Your goal:
Beginning at the line containing "Where can the clover-like", print every line until the records end, keeping each exactly as it is.
───── Input data ─────
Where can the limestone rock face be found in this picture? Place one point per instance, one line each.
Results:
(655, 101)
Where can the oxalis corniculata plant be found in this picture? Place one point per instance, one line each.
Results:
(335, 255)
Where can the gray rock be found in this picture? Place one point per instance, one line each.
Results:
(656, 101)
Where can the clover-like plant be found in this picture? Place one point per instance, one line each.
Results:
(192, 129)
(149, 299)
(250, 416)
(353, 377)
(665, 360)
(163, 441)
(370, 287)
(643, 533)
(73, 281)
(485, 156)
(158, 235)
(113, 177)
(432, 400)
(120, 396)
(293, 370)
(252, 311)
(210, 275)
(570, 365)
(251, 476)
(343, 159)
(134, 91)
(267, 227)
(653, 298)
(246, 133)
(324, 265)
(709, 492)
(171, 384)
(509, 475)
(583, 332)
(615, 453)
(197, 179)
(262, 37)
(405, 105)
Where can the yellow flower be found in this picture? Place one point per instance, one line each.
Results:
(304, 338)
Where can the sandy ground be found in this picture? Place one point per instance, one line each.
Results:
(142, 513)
─────
Reply to the task:
Where can the clover-like plant be found in this picture? Place one point per instance, one line each.
Results:
(192, 129)
(149, 299)
(250, 416)
(353, 377)
(665, 360)
(163, 441)
(370, 287)
(643, 533)
(73, 281)
(485, 156)
(158, 235)
(113, 177)
(432, 400)
(120, 396)
(293, 370)
(252, 311)
(210, 275)
(570, 365)
(251, 476)
(343, 159)
(134, 91)
(267, 227)
(653, 298)
(246, 133)
(324, 265)
(709, 492)
(171, 384)
(509, 475)
(583, 332)
(615, 453)
(197, 179)
(262, 37)
(405, 105)
Where can the yellow flower be found in this picture? Place one point per instance, one line each.
Results:
(304, 338)
Where can the sandy ground be found in this picture? Place one point per instance, one line each.
Results:
(142, 513)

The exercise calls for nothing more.